▶ Task prompt
Copy all entries exactly.

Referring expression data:
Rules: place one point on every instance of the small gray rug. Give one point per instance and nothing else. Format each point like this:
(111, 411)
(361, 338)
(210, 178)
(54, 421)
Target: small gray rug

▶ Task output
Rules: place one point on every instance of the small gray rug. Give one point per instance and nothing else. Format each point like this:
(111, 411)
(361, 338)
(210, 178)
(54, 421)
Target: small gray rug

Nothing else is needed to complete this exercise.